● PROVIDED DATA
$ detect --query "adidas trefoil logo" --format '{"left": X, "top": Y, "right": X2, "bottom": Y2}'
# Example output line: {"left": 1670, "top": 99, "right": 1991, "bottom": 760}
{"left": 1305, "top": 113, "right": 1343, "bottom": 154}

---

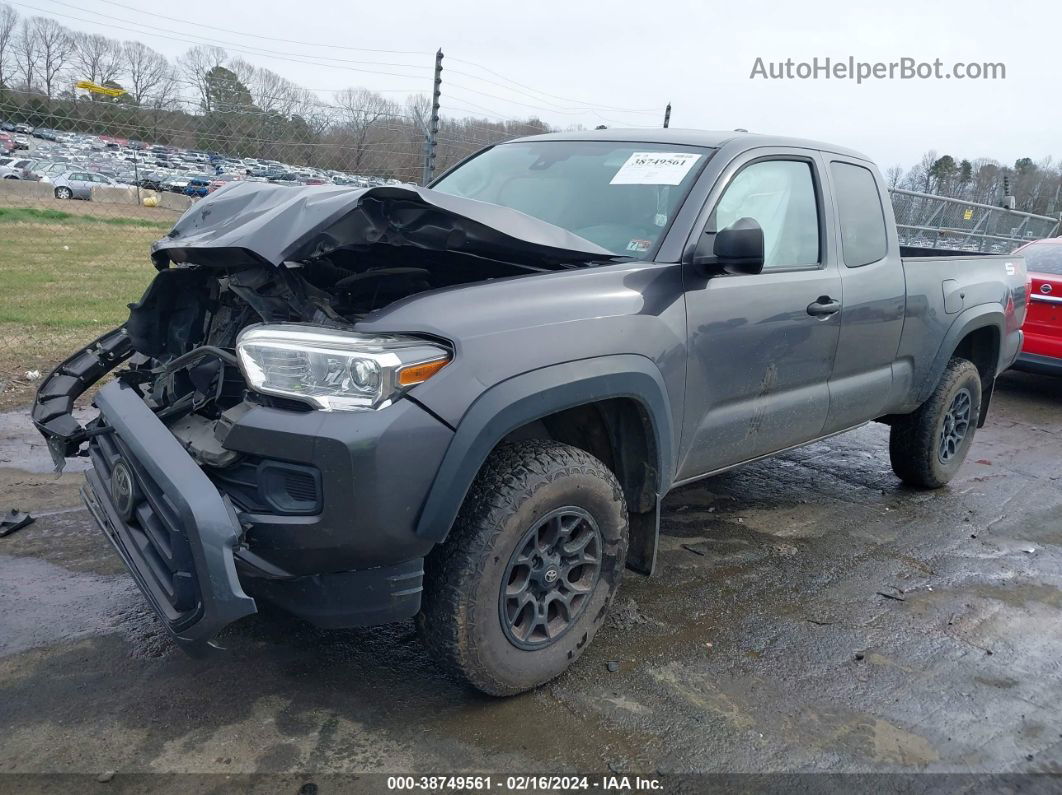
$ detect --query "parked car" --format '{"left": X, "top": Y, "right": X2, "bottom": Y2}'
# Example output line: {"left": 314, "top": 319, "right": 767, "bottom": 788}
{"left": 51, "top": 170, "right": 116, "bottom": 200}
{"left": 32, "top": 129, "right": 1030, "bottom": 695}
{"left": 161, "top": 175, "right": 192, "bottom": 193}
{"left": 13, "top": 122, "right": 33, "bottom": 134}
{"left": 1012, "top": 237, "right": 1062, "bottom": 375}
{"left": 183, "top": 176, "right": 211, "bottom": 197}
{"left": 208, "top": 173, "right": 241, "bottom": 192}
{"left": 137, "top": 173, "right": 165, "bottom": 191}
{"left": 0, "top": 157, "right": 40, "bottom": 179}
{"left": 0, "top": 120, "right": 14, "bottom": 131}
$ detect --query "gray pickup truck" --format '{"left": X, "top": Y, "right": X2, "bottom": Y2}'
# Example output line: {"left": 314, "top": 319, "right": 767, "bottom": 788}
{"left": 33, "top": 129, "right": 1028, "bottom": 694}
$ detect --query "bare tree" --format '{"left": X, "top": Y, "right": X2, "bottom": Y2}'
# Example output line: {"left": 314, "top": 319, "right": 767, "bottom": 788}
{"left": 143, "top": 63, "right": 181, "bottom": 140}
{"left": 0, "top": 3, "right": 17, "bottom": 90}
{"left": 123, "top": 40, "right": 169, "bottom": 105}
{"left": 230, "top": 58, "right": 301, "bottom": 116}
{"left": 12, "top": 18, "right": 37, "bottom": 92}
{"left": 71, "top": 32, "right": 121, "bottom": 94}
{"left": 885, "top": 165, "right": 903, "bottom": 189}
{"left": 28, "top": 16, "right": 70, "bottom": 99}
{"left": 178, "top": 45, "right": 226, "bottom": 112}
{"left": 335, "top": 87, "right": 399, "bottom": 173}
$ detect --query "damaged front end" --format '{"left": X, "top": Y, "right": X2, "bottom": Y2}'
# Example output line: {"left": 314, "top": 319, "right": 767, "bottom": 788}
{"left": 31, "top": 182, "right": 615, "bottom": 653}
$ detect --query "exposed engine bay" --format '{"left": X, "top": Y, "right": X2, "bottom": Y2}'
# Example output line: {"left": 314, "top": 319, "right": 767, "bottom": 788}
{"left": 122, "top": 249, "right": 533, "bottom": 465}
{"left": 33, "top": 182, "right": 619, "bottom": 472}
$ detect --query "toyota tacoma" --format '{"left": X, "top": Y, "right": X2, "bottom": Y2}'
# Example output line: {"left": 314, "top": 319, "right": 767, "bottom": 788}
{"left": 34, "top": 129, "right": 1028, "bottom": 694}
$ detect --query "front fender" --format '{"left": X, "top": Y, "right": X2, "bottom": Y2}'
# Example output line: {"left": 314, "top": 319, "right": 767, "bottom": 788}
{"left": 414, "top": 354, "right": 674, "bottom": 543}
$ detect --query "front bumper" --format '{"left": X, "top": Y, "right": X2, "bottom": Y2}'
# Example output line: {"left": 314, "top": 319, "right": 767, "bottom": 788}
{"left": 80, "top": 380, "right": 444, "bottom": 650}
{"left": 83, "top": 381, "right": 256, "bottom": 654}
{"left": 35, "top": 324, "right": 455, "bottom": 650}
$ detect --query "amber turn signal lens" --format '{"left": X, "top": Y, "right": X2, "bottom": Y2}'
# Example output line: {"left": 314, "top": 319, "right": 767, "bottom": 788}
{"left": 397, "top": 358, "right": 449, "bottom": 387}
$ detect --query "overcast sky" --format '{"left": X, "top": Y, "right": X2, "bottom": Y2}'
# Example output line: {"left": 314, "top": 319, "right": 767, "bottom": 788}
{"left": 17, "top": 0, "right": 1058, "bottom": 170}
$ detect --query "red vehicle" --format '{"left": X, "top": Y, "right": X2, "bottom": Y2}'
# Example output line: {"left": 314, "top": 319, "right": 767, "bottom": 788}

● TASK TO CARRY OUT
Across the material above, count each line with the string "front" and state the number alone.

● RESULT
3